Region labeling entries:
****************************************

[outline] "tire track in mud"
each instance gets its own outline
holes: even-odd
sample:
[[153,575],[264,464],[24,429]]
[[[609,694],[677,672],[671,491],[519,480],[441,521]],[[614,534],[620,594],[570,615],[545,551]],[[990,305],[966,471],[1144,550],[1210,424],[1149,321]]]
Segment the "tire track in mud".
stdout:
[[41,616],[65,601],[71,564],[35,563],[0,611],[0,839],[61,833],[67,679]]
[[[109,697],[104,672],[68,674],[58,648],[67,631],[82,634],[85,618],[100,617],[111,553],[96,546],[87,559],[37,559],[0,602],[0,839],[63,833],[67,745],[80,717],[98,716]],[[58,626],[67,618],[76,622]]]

****************************************

__Given request__:
Edit the listing so that "tire track" becomes "wheel rut" wherever it occurs, keeping every other line and character the same.

__Result for this task__:
[outline] "wheel rut in mud"
each instance gets its own outline
holes: even-odd
sample:
[[153,575],[264,464],[24,429]]
[[[609,694],[677,672],[671,491],[519,480],[441,521]],[[614,534],[620,594],[570,615],[545,551]],[[990,305],[966,471],[1144,550],[1210,424],[1149,321]]]
Segment the "wheel rut in mud".
stdout:
[[41,616],[65,601],[71,564],[35,563],[0,611],[0,839],[61,833],[67,679]]
[[[109,697],[104,672],[68,674],[58,648],[67,631],[82,634],[85,618],[100,617],[111,553],[96,546],[87,559],[37,559],[0,602],[0,839],[63,833],[67,745],[80,717],[98,716]],[[58,626],[67,618],[76,622]]]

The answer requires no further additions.